═════ Material to process ═════
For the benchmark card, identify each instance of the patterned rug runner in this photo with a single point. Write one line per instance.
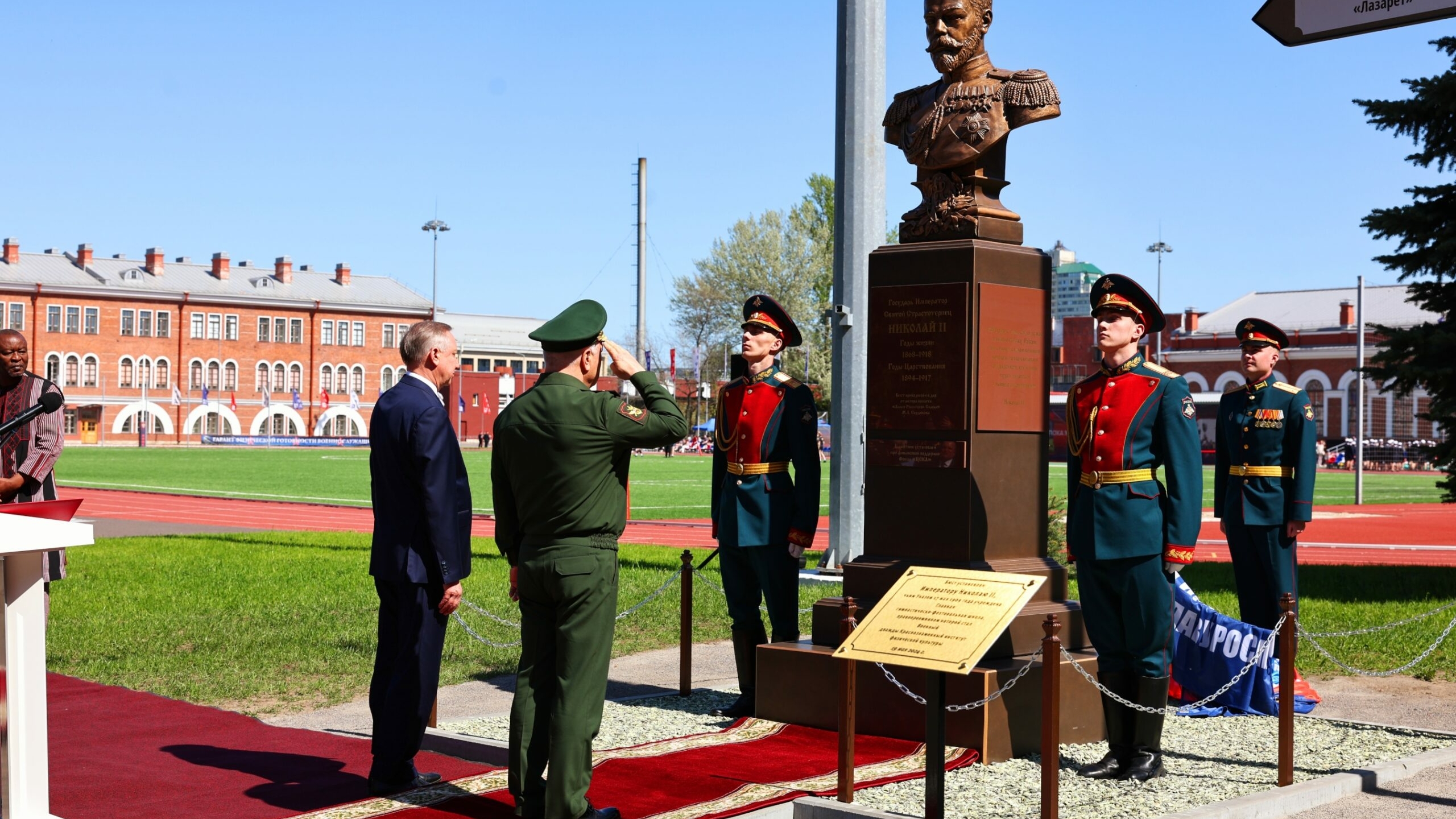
(749, 766)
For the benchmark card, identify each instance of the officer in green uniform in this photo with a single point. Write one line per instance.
(1126, 530)
(560, 477)
(1264, 478)
(763, 519)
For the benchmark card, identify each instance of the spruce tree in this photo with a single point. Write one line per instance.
(1426, 254)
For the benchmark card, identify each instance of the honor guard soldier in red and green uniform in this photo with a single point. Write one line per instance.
(1127, 530)
(1264, 478)
(763, 519)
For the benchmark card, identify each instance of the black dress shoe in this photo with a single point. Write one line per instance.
(379, 787)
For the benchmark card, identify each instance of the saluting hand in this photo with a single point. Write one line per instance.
(622, 362)
(452, 599)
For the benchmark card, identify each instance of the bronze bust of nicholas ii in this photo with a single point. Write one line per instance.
(954, 130)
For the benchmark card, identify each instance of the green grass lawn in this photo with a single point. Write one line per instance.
(277, 621)
(661, 487)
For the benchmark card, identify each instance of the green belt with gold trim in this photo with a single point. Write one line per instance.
(1116, 477)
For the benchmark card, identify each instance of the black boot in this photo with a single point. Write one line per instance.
(1148, 730)
(744, 649)
(1119, 727)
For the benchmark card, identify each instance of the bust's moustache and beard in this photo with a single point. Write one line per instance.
(950, 55)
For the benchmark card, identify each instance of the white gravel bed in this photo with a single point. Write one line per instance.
(1207, 760)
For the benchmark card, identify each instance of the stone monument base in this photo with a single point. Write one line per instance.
(1002, 729)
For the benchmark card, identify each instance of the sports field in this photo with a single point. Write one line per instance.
(661, 487)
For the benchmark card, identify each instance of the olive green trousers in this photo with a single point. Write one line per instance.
(568, 617)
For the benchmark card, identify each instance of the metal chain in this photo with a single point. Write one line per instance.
(1392, 672)
(472, 633)
(654, 595)
(1372, 630)
(967, 706)
(719, 589)
(1174, 710)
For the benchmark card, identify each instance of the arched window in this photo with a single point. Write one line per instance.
(1317, 403)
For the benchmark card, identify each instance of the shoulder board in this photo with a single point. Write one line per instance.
(903, 105)
(1030, 89)
(1160, 369)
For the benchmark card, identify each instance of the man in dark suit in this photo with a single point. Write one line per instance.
(421, 550)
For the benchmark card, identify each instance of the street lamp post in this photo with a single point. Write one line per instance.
(1160, 248)
(435, 226)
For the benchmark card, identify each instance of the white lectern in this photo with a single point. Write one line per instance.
(25, 787)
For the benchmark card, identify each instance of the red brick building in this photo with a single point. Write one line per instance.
(120, 336)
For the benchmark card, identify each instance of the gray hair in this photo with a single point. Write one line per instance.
(420, 340)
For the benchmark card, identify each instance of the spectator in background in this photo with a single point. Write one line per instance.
(30, 455)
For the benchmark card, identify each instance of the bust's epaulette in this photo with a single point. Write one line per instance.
(1030, 89)
(903, 105)
(1160, 369)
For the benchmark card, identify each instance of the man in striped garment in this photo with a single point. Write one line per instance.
(28, 457)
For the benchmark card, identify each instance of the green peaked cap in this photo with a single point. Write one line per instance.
(578, 325)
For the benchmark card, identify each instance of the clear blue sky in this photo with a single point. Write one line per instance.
(332, 131)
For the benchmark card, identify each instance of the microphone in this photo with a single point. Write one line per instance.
(50, 403)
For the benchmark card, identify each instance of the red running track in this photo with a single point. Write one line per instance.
(1342, 535)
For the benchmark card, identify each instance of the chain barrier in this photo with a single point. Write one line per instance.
(1372, 630)
(1392, 672)
(1267, 647)
(967, 706)
(719, 589)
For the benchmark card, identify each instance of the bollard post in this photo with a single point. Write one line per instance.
(1050, 716)
(1286, 693)
(685, 628)
(846, 706)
═════
§ **To do**
Render all the records above as a JSON list of strings, with one string per line. Skip blank lines and leave the pictures out.

§ **Problem solution**
[
  "For the benchmark card, identify each instance of the patterned rug runner in this photo with a single point. Write one line per instance.",
  "(749, 766)",
  "For the benchmark card, identify each instance of the officer in green uniform in this photo with a single point. Write one line per instance.",
  "(1126, 530)",
  "(560, 477)",
  "(1264, 478)",
  "(763, 519)",
  "For the benchmark card, identify each instance of the spruce tree in this photo with a single point. Write one line per instance.",
  "(1426, 254)",
  "For the benchmark card, identify each instance of the honor guard soldier in red and green uniform in this photo with a single point. Write one line per instance.",
  "(1127, 530)",
  "(1264, 478)",
  "(763, 519)",
  "For the benchmark card, identify each instance of the black dress shoe in this photo with a single point. Write one line per instance.",
  "(379, 787)",
  "For the benchmark card, identify each instance of the saluting hand in this photo with a single point. Write one line per instance.",
  "(622, 362)",
  "(452, 599)",
  "For the benchmark card, identify each instance of the bronze bust of nicholas ii in this photo with a single point. Write one line per instance.",
  "(954, 130)",
  "For the benchmark card, identify each instance of the green grass lawn in this photo with a single point. Write one line per instance.",
  "(277, 621)",
  "(661, 487)",
  "For the benchmark card, identify each instance of the green belt with gold trim in this photo with a single point. Write one line per instance.",
  "(1116, 477)",
  "For the benchmark card, identify each instance of the black boot in this photo with a single point. Write one line per instance.",
  "(1148, 730)",
  "(744, 649)",
  "(1119, 727)",
  "For the benchmark card, identify each instance of the bust's moustache and beard in this photo with a single point. Write one line per instance.",
  "(950, 55)",
  "For the benchmark card, identify each instance of the white gravel bed in this photo with a single point. Write one line per instance.",
  "(1207, 760)",
  "For the benchmark card, identify each instance of the stone monument base in this photo with a single point. Write one line per instance.",
  "(1002, 729)",
  "For the benchmark card, identify each instance of the sports field in this photo with a single point. Write one line per instance.",
  "(661, 487)",
  "For the benchmark card, identify each instance of the olive green trousers in this photo with a single point. Write one line per instance.",
  "(568, 617)",
  "For the benchmark card, identify each instance of the metal chain in this photo with a single point. Write one line per instance.",
  "(1392, 672)",
  "(472, 633)",
  "(654, 595)",
  "(1372, 630)",
  "(967, 706)",
  "(719, 589)",
  "(1174, 710)",
  "For the benchmark card, identify each instance of the arched window in this photo with a single point. Write one line per instance.",
  "(1317, 403)",
  "For the benchmark card, identify each instance of the shoulder board in this photo with a single point. Write one line per instance.",
  "(903, 105)",
  "(1030, 89)",
  "(1160, 369)",
  "For the benchmark card, identify each instance of the man in dark suit in this photo with a single point. Write one line per instance.",
  "(421, 550)",
  "For the benchmark card, identify each instance of the street lamp post in this photo with a single point. Write one line per instance.",
  "(1160, 248)",
  "(435, 226)",
  "For the benchmark card, identify each instance of the white lectern in this photo with a single point. Write one line per instance.",
  "(25, 787)",
  "For the benchmark card, identify each instance of the red brick building in this photo with a single point. Write one line per instance.",
  "(120, 336)",
  "For the benchmark card, identify each instance of the gray hair in this photo with a single point. Write one line per instance.",
  "(420, 340)",
  "For the benchmark card, identify each instance of the spectator in background in this photo with a single point. Write one line per instance.",
  "(30, 455)",
  "For the benchmark card, identify each instance of the bust's epaulette in this photo with a single point. Write one line per instance.",
  "(1030, 89)",
  "(903, 105)",
  "(1160, 369)",
  "For the benchmark card, identify each instance of the man in striped garment in this photo with a single point. Write one line per instance.",
  "(28, 457)",
  "For the benchmark card, identify each instance of the green peaked cap in this photo with a single point. Write one line per instance.",
  "(578, 325)",
  "For the benchmark card, identify each instance of the clear blue sky in this photo with a single point. Write one line per instance.",
  "(332, 131)",
  "For the benchmark card, identify each instance of the microphone in this photo with a single point. Write one line per instance.",
  "(50, 403)",
  "For the benchmark card, identify each instance of the red running track in this photo with a single point. Write one line per instance.",
  "(1342, 535)",
  "For the benchmark card, identify each instance of the chain barrier in this photo with a single point. Write one line per instance.",
  "(1372, 630)",
  "(1392, 672)",
  "(1267, 647)",
  "(967, 706)",
  "(719, 589)",
  "For the benchmark card, identify each instance of the bollard post in this photo with a single point. Write one line per instance.",
  "(1050, 716)",
  "(1286, 693)",
  "(685, 628)",
  "(846, 706)"
]